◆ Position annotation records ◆

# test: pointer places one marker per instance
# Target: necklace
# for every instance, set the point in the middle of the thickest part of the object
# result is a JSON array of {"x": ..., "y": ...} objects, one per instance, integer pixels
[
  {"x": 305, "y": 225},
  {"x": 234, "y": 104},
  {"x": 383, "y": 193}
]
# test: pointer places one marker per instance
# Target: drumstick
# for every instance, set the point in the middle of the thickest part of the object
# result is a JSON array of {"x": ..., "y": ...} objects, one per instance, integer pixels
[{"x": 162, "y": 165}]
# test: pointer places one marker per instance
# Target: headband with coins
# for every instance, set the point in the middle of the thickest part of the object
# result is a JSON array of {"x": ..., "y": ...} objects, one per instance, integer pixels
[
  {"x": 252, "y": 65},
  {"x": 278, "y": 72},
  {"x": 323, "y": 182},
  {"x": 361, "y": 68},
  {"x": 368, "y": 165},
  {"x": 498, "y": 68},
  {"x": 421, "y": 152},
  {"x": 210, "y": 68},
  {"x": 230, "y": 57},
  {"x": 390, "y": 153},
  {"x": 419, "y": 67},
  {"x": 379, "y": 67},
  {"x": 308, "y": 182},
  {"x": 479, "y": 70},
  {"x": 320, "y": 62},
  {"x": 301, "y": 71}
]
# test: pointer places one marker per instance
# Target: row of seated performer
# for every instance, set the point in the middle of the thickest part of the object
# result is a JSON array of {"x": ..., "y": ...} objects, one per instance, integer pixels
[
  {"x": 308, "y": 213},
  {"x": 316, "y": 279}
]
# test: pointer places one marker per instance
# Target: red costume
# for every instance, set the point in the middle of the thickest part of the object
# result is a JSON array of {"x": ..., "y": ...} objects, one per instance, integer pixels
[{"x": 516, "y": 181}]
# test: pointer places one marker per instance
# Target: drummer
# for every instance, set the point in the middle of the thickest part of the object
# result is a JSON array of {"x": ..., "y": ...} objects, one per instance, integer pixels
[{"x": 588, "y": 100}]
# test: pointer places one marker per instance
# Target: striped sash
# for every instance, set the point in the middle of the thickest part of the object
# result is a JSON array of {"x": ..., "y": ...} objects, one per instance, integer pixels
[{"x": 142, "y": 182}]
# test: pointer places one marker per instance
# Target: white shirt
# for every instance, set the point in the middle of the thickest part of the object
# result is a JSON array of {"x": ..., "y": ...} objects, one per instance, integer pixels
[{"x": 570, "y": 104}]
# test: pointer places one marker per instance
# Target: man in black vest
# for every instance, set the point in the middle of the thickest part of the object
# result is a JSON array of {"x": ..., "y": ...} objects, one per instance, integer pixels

◆ Your goal ◆
Quote all the records. Keep every word exact.

◆ Solution to the exercise ◆
# test: pointer places one marker per instance
# Target: necklace
# for every instance, set the point in the middle of the thickest part of the object
# result is a JSON array of {"x": ..., "y": ...} objects, one per instance, integer pixels
[
  {"x": 305, "y": 225},
  {"x": 234, "y": 104},
  {"x": 383, "y": 193}
]
# test: pointer places one marker per instance
# Target: drumstick
# for every instance, set the point in the middle of the thickest part of the object
# result is a JSON array of {"x": ..., "y": ...} objects, one per instance, integer pixels
[{"x": 162, "y": 165}]
# test: pointer places one marker per instance
# Target: headband with coins
# for every instance, set the point in the middle of the thickest part of the object
# result is a JSON array of {"x": ..., "y": ...} objects, one per instance, integer pixels
[
  {"x": 252, "y": 65},
  {"x": 278, "y": 72},
  {"x": 323, "y": 182},
  {"x": 361, "y": 68},
  {"x": 368, "y": 165},
  {"x": 498, "y": 68},
  {"x": 421, "y": 152},
  {"x": 210, "y": 68},
  {"x": 230, "y": 57},
  {"x": 390, "y": 153},
  {"x": 419, "y": 67},
  {"x": 379, "y": 67},
  {"x": 308, "y": 182},
  {"x": 479, "y": 70},
  {"x": 320, "y": 62},
  {"x": 301, "y": 71}
]
# test: pointer places one marker per instance
# Target: row of seated performer
# for every instance, set the point in the middle of the thickest part of the object
# result is a JSON array of {"x": ..., "y": ...} objects, one per instance, integer pixels
[
  {"x": 308, "y": 213},
  {"x": 316, "y": 279}
]
# test: pointer places one marker per instance
# Target: red costume
# for every instance, set the point in the middle of the thickest part of the object
# result is a JSON array of {"x": ..., "y": ...} objects, one per instance, integer pixels
[{"x": 516, "y": 181}]
# test: pointer places one marker per instance
# Target: drummer
# for every instance, set the point in the middle of the thickest part of the object
# result is a JSON array of {"x": ..., "y": ...} objects, one per instance, integer pixels
[{"x": 588, "y": 100}]
# test: pointer places one marker per instance
# Target: striped sash
# for every instance, set the point in the middle of the thickest part of the object
# result is a JSON array of {"x": ..., "y": ...} objects, one per instance, integer pixels
[{"x": 142, "y": 182}]
# test: pointer places one marker per instance
# Target: white shirt
# for every instance, set the point in the middle of the thickest part of the object
# result is a JSON array of {"x": ..., "y": ...} objects, one per instance, integer pixels
[{"x": 570, "y": 104}]
# test: pointer places one marker per instance
# Target: man in black vest
# for every instance, set the point in the middle of the thickest part of the object
# result is a JSON array of {"x": ..., "y": ...} objects, one per instance, integer pixels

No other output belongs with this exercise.